### TASK DETAILS:
Reproduce every one of the items below word for word, leaving out the pictures.
--- START OF ROWS ---
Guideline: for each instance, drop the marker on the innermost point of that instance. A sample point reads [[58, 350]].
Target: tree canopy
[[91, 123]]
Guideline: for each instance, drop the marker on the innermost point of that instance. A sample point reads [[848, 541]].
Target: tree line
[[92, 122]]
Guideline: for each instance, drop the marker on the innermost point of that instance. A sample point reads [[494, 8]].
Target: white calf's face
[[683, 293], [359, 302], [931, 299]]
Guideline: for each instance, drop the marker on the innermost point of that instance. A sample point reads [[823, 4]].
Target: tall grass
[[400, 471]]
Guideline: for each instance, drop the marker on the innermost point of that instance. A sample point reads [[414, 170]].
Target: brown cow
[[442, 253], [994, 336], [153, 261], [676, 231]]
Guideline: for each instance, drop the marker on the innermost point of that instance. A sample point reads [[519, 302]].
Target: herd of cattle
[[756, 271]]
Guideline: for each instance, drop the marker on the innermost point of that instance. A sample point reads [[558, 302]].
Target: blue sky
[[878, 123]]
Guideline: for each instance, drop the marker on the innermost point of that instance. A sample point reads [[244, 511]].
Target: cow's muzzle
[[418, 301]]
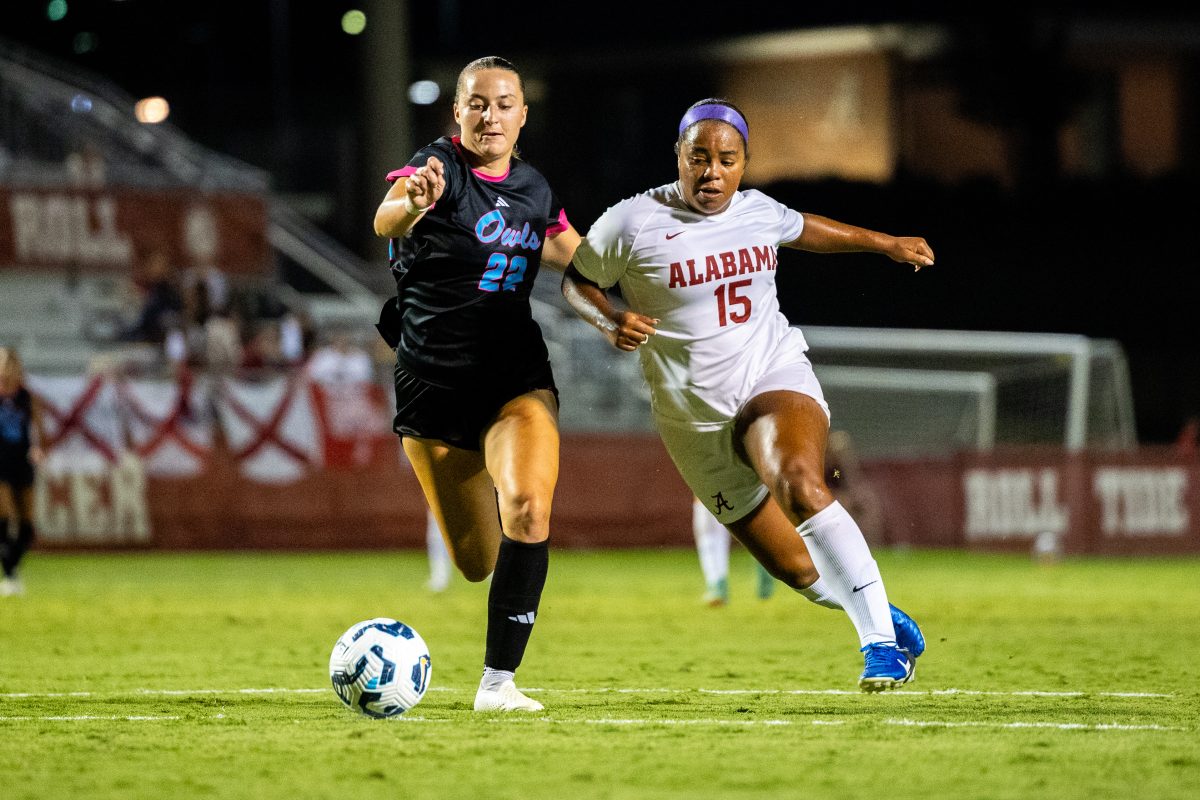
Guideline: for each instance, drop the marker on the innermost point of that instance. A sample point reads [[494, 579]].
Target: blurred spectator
[[162, 305], [294, 338], [262, 350], [222, 343], [87, 167], [341, 361]]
--- END OF ROWS ---
### EXERCISE OUTPUT:
Guideline: for each instance, drop the marker on the innermost point of that instance. A sample point reads [[58, 350]].
Target: tree canopy
[[91, 123]]
Guideline: for each instance, drop the marker on the innermost point of that instance. A sample point reads [[848, 541]].
Target: tree line
[[92, 122]]
Guideline: for each instance, drop the marker on the innermost point of that instance. A sample point reads [[494, 8]].
Target: white calf's face
[[683, 293], [359, 302], [931, 299]]
Guideline: for each instance, drop the marker on the innermost point of that instance. A sample point reads [[823, 4]].
Target: tall grass
[[400, 471]]
Guideline: for each instance, drop the marker on the innermost point of that instance. A sample point reads [[414, 170]].
Target: brown cow
[[442, 253], [994, 336], [153, 261], [676, 231]]
Guideline: for each instance, drop the marker on the innermost point of that instance. A sample point reads [[519, 302]].
Target: herd of cattle
[[756, 271]]
Guideline: for each instance, drop the marker on the innermost point of that instance. A sample point reads [[558, 302]].
Target: blue sky
[[878, 123]]
Guideline: for each instance, drop the marker on the innermost point of that instance. A sample point reads [[244, 511]].
Target: cow's muzzle
[[418, 301]]
Guideline: for each instance, drop the marker on the innermost point of that instance. A sample point reads [[494, 579]].
Target: blurred spectator
[[162, 305], [294, 338], [262, 350], [222, 343], [87, 167], [341, 361]]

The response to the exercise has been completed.